2019年は、ラグビーワールドカップが日本で初めて開催され、日本代表が“ONE TEAM”となって善戦し、史上初めてベスト8まで勝ち上がったこともあり、急増した“にわかファン”も コアなファンと一緒になって感動し、楽しみました。
そして2020年、今年はいよいよ東京オリンピック・パラリンピックという世界最大のスポーツイベントで、更に日本中が盛り上がることが期待されます。マラソンや競歩に留まらず、暑さ対策など何かと課題は指摘されているものの、日本人が得意とする”ONE TEAM”の精神でキッチリと運営され、歴史に残る大会となることでしょう。
1. バルセロナの印象
私がバルセロナの現地生産子会社へ赴任したのは、1992年のバルセロナオリンピックが開催された翌年の1993年9月。そこには私が抱いていた一般的なスペインのイメージ=「闘牛とフラメンコ、情熱的だが勤勉とは言い難い気まぐれな気質、経済的にも不安定でEU通貨統合への参加が難しいと考えられている国」 とは異なる風景と文化がありました。

データ抜粋:
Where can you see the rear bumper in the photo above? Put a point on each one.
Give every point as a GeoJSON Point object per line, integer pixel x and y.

取り組む課題:
a: 抜粋文によると、筆者がバルセロナの現地生産子会社へ赴任したのはいつですか。
b: バルセロナの印象を語る抜粋文を、最後の文の後から書き継いでください。

回答:
a: 1993年9月です。

b:
オリンピック開催に伴う空港の整備や港周辺の再開発、高速道路の建設などにより、バルセロナはローマ帝国時代の遺構を残す路地が入り組んだ旧市街地域と、直線的な大通りにモダンな建物が並ぶ商業地域とが併存する大都市であり、古い港町の奥に潜む少し怪しげな風情と地中海の澄んだ空気感が懐の深さを感じさせました。年々海外からの観光客が増え続けているのも頷けます。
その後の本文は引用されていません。